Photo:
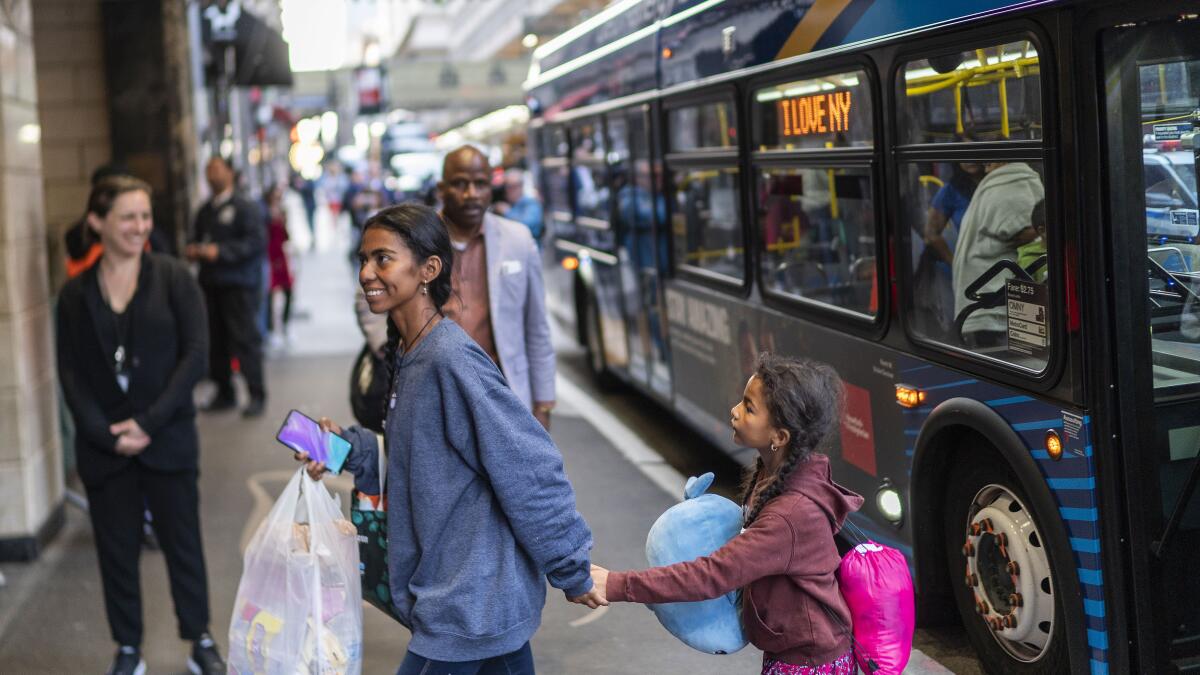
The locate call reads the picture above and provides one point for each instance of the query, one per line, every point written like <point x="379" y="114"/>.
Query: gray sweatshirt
<point x="479" y="507"/>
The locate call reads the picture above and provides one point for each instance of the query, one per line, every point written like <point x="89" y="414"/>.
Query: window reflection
<point x="987" y="94"/>
<point x="706" y="226"/>
<point x="976" y="226"/>
<point x="817" y="228"/>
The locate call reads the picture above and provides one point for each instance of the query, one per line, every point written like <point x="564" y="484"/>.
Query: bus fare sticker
<point x="1027" y="317"/>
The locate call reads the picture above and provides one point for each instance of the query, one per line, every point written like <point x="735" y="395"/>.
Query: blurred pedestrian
<point x="484" y="513"/>
<point x="281" y="269"/>
<point x="786" y="556"/>
<point x="307" y="191"/>
<point x="132" y="344"/>
<point x="229" y="243"/>
<point x="499" y="299"/>
<point x="521" y="207"/>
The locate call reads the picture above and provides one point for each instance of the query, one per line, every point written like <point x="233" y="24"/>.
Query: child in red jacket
<point x="785" y="557"/>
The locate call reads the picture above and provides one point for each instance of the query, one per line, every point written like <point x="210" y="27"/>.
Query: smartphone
<point x="303" y="434"/>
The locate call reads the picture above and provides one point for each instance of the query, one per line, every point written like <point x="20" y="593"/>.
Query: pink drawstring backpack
<point x="877" y="587"/>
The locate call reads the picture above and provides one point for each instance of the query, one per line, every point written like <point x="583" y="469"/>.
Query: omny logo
<point x="700" y="316"/>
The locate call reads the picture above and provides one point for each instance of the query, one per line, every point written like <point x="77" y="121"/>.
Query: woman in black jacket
<point x="132" y="342"/>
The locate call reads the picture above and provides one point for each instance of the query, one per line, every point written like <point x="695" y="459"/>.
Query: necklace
<point x="120" y="320"/>
<point x="400" y="363"/>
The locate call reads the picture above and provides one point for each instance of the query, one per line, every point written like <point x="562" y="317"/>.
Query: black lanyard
<point x="120" y="322"/>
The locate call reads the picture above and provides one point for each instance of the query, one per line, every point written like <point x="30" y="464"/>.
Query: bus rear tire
<point x="1003" y="577"/>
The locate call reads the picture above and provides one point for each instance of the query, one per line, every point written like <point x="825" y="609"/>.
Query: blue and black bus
<point x="982" y="213"/>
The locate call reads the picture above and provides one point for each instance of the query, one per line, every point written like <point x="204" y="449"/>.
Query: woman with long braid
<point x="483" y="514"/>
<point x="785" y="557"/>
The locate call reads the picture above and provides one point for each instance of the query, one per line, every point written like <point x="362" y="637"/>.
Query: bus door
<point x="640" y="211"/>
<point x="1152" y="107"/>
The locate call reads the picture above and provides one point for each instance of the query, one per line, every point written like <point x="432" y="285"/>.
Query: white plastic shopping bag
<point x="299" y="607"/>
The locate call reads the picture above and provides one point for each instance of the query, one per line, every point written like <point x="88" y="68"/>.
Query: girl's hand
<point x="595" y="597"/>
<point x="329" y="425"/>
<point x="316" y="469"/>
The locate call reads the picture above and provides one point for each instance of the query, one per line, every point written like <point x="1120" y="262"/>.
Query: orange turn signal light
<point x="910" y="396"/>
<point x="1054" y="444"/>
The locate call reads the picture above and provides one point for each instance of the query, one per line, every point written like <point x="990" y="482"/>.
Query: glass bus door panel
<point x="1156" y="79"/>
<point x="624" y="223"/>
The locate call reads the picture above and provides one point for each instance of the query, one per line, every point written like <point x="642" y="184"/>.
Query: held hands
<point x="317" y="469"/>
<point x="131" y="440"/>
<point x="597" y="596"/>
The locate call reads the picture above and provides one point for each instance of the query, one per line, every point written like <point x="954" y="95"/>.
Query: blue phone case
<point x="303" y="434"/>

▸ **EXERCISE BRIEF**
Set each line of the records down exactly, leaving every picture out.

▸ **REPLY**
Photo:
The locate call reads the picture above and provides one point for each instance of the query, one per line, every point written like <point x="379" y="114"/>.
Query: gray sweatshirt
<point x="479" y="507"/>
The locate call reads the picture above and provides one point for each instance of the query, one per line, every point written like <point x="89" y="414"/>.
Query: window reflection
<point x="987" y="94"/>
<point x="706" y="226"/>
<point x="976" y="226"/>
<point x="817" y="228"/>
The locate call reads the picture above and provides one point for each instance of the query, one per line, every point written like <point x="564" y="484"/>.
Query: bus fare sticker
<point x="1027" y="317"/>
The locate call reads the picture above and provides one point for each instance of the query, one per line, every point written like <point x="735" y="395"/>.
Query: blurred pedestrian
<point x="484" y="513"/>
<point x="281" y="269"/>
<point x="786" y="556"/>
<point x="307" y="191"/>
<point x="132" y="344"/>
<point x="229" y="243"/>
<point x="499" y="299"/>
<point x="521" y="207"/>
The locate call reads the picture above and provides one point for each instance of the query, one per line, every point written like <point x="233" y="24"/>.
Query: child in red jacket
<point x="785" y="557"/>
The locate call reads the picture above and provides one point for each instance of the query, one per line, every point written like <point x="210" y="27"/>.
Query: smartphone
<point x="303" y="434"/>
The locate call reads the picture above and provides one point for each instance of the query, one per line, every point written like <point x="20" y="593"/>.
Query: pink drawstring backpack
<point x="877" y="587"/>
The locate call reads the picture above and provides one point for each instance of the query, one per line, every point written like <point x="583" y="469"/>.
Query: omny logo
<point x="700" y="316"/>
The locate call reads the picture above and provides one point for each instance of the query, one per line, every point written like <point x="77" y="121"/>.
Query: woman in black jacket
<point x="132" y="342"/>
The locate call reads the picture above and provides one point for each instance of the query, one per line, every point written like <point x="695" y="459"/>.
Query: necklace
<point x="120" y="320"/>
<point x="400" y="363"/>
The locate call reads the picture above and provides one point for each instance of the query, one per line, every point written like <point x="562" y="317"/>.
Query: black lanyard
<point x="120" y="322"/>
The locate call reads the picture above and provides one point for each instance of the query, one per line, every point written like <point x="30" y="464"/>.
Query: bus rear tire
<point x="1003" y="577"/>
The locate call reads the picture above and provides one point for each instance of the query, one per line, every point written like <point x="825" y="609"/>.
Query: blue and black bus
<point x="982" y="213"/>
The locate call reads the picture above and provides one point for each instance of the query, one per line, every point written like <point x="204" y="449"/>.
Query: woman with long braid
<point x="483" y="514"/>
<point x="785" y="557"/>
The locate call reads the picture above and provides one point for each instance of the query, one per line, every point written like <point x="362" y="637"/>.
Query: bus door
<point x="640" y="211"/>
<point x="1152" y="107"/>
The locate call reads the picture above and provides one point for each instance of the query, one per line, every point written like <point x="432" y="285"/>.
Query: white plastic shopping bag
<point x="299" y="607"/>
The locate call reads the picture above and provides one point for each instance of the query, one per line, every point written like <point x="88" y="68"/>.
Query: girl's hand
<point x="595" y="597"/>
<point x="329" y="425"/>
<point x="316" y="469"/>
The locate call reads the picture above and provides one point for each instance of the query, one per line, every point written like <point x="1120" y="262"/>.
Query: orange turn signal light
<point x="910" y="396"/>
<point x="1054" y="444"/>
The locate call reads the picture above and provides one point for each instance of the query, one per line, every point written like <point x="990" y="482"/>.
Query: glass bus door panel
<point x="1156" y="79"/>
<point x="624" y="223"/>
The locate call reads the picture above and provides one point for each instance of the query, one per line, every point written like <point x="642" y="184"/>.
Query: held hands
<point x="317" y="469"/>
<point x="131" y="440"/>
<point x="597" y="596"/>
The locate call reads the picture above and provides one point for each instance of the query, one per line, every point written like <point x="954" y="95"/>.
Query: blue phone case
<point x="303" y="434"/>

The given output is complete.